■ Written task
Only the lines from the one containing "Where can the wooden" to the end of the records belong in the output; print them exactly.

■ Rows from a pointing dataset
★ ★ ★ ★ ★

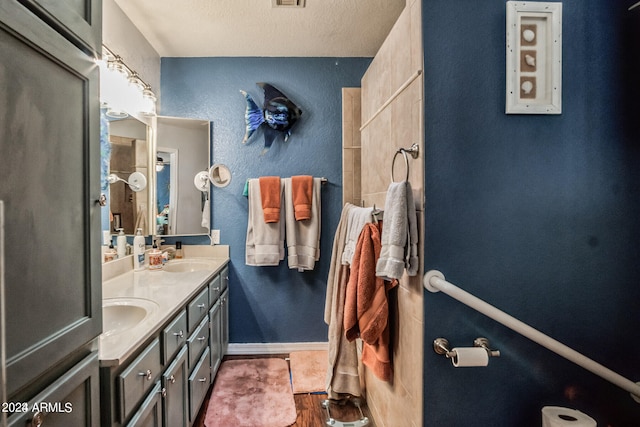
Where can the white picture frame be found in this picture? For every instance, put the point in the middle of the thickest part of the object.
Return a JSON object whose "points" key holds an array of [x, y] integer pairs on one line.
{"points": [[534, 58]]}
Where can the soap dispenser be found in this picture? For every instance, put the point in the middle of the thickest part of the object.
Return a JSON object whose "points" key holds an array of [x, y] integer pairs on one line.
{"points": [[121, 243], [138, 251], [110, 254], [155, 258]]}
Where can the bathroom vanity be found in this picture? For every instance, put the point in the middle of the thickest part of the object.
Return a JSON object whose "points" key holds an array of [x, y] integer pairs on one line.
{"points": [[165, 333]]}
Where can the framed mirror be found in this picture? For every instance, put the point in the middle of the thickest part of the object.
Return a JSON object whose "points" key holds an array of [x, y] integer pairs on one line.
{"points": [[129, 139], [181, 152]]}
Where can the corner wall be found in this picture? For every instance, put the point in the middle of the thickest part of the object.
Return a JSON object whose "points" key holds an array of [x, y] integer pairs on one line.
{"points": [[536, 214], [268, 304], [392, 117]]}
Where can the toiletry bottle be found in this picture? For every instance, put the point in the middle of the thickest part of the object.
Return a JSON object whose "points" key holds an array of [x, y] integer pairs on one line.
{"points": [[110, 254], [138, 251], [155, 258], [121, 243]]}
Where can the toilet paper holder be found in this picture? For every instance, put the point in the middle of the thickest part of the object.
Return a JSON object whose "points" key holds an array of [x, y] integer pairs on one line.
{"points": [[441, 346]]}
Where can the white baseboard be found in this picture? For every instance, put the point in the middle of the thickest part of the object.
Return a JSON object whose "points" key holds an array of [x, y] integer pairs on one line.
{"points": [[235, 349]]}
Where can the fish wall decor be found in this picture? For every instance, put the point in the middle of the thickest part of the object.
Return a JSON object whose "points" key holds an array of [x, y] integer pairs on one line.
{"points": [[279, 114]]}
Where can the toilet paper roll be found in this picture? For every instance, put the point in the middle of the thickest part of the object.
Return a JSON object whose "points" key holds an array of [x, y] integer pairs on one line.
{"points": [[470, 356], [557, 416]]}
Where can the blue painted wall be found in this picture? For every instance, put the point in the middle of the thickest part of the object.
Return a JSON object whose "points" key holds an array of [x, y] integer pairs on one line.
{"points": [[268, 304], [539, 215]]}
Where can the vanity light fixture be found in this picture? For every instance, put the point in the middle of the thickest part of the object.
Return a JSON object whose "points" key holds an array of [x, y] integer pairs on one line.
{"points": [[136, 181], [122, 91]]}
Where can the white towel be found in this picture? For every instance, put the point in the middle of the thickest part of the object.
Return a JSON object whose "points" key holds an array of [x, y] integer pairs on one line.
{"points": [[399, 233], [356, 220], [265, 241], [303, 237]]}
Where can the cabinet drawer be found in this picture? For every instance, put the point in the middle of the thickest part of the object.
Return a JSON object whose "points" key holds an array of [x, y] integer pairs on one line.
{"points": [[174, 336], [198, 341], [215, 287], [138, 378], [72, 400], [199, 382], [197, 308]]}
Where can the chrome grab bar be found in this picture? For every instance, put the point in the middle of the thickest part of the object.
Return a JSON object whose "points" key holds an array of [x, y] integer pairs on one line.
{"points": [[434, 281]]}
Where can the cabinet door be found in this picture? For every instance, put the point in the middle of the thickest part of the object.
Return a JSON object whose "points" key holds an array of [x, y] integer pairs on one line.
{"points": [[215, 339], [72, 400], [78, 20], [50, 179], [175, 409], [224, 321]]}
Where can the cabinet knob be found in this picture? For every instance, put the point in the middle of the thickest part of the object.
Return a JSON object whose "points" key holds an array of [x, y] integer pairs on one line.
{"points": [[102, 200], [146, 374], [37, 419]]}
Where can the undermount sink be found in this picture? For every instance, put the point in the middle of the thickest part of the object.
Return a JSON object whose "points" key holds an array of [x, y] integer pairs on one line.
{"points": [[122, 314], [188, 265]]}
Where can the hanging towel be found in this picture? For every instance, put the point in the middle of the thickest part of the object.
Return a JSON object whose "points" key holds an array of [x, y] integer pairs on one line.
{"points": [[399, 234], [358, 217], [302, 195], [366, 310], [265, 241], [206, 212], [302, 237], [270, 195], [343, 377]]}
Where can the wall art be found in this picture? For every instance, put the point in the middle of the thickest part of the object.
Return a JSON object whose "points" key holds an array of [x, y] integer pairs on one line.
{"points": [[534, 58]]}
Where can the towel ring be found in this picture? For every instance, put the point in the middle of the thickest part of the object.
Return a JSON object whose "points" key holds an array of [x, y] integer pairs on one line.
{"points": [[414, 151]]}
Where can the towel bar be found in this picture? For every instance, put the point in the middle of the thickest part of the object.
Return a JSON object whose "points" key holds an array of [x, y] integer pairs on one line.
{"points": [[414, 150]]}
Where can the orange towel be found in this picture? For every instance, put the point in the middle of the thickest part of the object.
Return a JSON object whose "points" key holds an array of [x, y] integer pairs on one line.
{"points": [[270, 194], [302, 191]]}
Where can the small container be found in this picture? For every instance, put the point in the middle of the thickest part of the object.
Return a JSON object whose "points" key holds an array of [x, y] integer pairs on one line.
{"points": [[110, 254], [138, 251], [121, 243], [155, 258]]}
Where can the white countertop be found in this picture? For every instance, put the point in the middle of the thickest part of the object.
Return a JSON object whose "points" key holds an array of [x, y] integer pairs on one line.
{"points": [[169, 291]]}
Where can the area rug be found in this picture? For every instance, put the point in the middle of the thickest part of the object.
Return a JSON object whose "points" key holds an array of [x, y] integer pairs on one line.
{"points": [[309, 371], [251, 393]]}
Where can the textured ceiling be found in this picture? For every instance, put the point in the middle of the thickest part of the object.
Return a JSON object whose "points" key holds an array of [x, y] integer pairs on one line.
{"points": [[196, 28]]}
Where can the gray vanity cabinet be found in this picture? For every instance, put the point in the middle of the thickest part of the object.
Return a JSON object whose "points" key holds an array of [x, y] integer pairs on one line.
{"points": [[150, 412], [215, 338], [49, 181], [176, 395], [175, 367]]}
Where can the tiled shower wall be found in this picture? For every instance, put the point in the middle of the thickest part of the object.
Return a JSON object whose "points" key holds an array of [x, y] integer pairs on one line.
{"points": [[392, 117]]}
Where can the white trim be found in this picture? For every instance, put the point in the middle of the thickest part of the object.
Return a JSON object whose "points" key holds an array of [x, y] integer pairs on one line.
{"points": [[235, 349]]}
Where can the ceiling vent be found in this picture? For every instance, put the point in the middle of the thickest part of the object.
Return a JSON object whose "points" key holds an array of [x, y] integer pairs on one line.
{"points": [[287, 3]]}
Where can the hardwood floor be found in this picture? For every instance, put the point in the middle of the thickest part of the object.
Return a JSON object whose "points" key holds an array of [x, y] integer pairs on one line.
{"points": [[309, 407]]}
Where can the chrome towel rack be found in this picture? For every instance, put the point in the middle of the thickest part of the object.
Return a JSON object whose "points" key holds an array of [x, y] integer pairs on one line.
{"points": [[414, 151], [434, 281]]}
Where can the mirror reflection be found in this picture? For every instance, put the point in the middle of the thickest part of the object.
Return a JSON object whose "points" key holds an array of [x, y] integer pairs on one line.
{"points": [[182, 151], [128, 209]]}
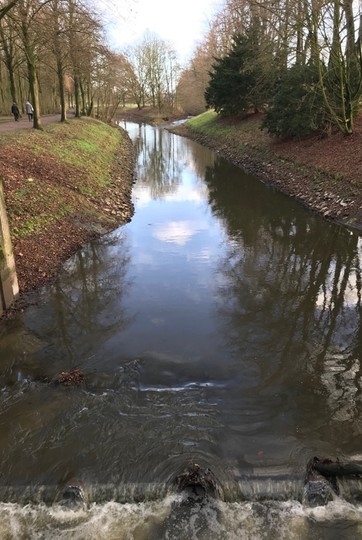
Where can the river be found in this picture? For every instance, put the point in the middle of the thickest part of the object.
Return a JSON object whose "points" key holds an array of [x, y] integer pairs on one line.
{"points": [[220, 327]]}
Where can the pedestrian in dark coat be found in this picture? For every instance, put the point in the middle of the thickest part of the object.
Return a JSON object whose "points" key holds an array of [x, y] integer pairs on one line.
{"points": [[15, 111], [29, 110]]}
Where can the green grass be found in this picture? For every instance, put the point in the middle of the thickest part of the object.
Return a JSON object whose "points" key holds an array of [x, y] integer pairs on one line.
{"points": [[69, 166]]}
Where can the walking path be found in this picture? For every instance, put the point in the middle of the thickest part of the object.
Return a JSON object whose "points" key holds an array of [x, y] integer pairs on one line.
{"points": [[24, 123]]}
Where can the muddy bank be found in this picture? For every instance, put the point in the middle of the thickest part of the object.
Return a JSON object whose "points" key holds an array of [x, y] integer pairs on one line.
{"points": [[39, 255], [319, 173]]}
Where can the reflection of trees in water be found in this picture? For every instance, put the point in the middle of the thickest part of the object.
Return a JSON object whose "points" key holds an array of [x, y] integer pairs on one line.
{"points": [[83, 307], [291, 291], [158, 162]]}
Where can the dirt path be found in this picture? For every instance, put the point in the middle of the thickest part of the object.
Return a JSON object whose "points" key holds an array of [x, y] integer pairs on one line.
{"points": [[24, 123]]}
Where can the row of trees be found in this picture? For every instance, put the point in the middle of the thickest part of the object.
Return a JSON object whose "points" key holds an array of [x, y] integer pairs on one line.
{"points": [[54, 53], [299, 60]]}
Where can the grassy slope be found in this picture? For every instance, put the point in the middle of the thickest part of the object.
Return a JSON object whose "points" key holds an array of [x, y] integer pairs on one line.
{"points": [[63, 187], [60, 171]]}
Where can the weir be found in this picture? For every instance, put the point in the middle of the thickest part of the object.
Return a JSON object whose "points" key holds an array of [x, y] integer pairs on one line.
{"points": [[9, 288]]}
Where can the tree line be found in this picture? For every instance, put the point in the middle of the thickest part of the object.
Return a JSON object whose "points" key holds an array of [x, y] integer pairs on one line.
{"points": [[54, 53], [298, 60]]}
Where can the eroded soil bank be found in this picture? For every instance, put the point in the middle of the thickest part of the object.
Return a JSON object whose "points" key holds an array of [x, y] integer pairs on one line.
{"points": [[324, 174], [63, 187]]}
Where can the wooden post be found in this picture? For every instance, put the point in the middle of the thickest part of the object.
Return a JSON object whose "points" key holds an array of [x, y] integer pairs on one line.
{"points": [[9, 288]]}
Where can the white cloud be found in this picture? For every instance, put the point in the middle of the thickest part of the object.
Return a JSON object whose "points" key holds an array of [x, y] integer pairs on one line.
{"points": [[183, 23]]}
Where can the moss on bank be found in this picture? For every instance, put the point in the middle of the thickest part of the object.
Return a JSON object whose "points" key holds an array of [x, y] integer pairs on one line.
{"points": [[63, 186]]}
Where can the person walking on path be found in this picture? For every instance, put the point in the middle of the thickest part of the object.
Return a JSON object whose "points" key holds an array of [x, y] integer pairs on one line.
{"points": [[29, 110], [15, 111]]}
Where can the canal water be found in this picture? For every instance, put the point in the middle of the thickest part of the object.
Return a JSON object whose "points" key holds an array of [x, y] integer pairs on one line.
{"points": [[220, 327]]}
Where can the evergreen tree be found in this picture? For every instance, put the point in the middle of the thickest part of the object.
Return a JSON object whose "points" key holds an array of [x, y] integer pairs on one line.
{"points": [[297, 109], [237, 82]]}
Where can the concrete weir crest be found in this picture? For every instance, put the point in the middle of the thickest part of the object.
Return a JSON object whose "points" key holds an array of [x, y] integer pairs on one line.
{"points": [[9, 288]]}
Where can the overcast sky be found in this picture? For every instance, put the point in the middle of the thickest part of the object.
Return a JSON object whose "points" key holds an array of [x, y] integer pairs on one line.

★ ★ ★ ★ ★

■ Solution for this problem
Where can the wooden post be found in this picture? For every instance, put the point in the middle of the thickest part of the object.
Return a JSON object whose "points" key holds an array of [x, y] integer pairs on one line.
{"points": [[9, 288]]}
Where can the white cloud be found in this picture? For every instance, put the point in the middle of the thickest part of the object.
Return a JSON object whose "points" key holds an array of [x, y] integer pairs on one line.
{"points": [[183, 23]]}
Where can the moss on bank be found in this picture? For every instance, put the point in the middle of the thickest part of the object.
Return a JSON object whose "points" key holds an array of [x, y] integer pairs on one line.
{"points": [[63, 186]]}
Where can the person walking on path be found in this picture? For every instance, put the point in the middle of the thickest part of the object.
Return a JSON object whose "points" key holds an array of [x, y] integer pairs on one line.
{"points": [[29, 110], [15, 111]]}
Where can the canal water be found in this picture? For every instance, put the point in the middle of the thickest part of the object.
Return a JSON object whose "points" key holds an array of [x, y] integer pairs on one line.
{"points": [[220, 327]]}
Where can the evergreen tree be found in this picture? For every instance, put the point in the middle of the thickest part of the object.
Return a JSON object whose "points" key holds an array of [x, y] integer pairs on one line.
{"points": [[297, 109], [237, 82]]}
Where can the concrete weir crest be found in this picture? For every instance, put the point in the middle of the thickest part of the object.
Return a JSON object whose "points" key holds an array of [x, y] integer pairs on one line.
{"points": [[9, 288]]}
Where can the overcast sky be found in this picture? For every instance, put the point in the middle of the thickest part of the object.
Return a JSON object whose "points" key holds an array of [x, y] integer pairs on one line.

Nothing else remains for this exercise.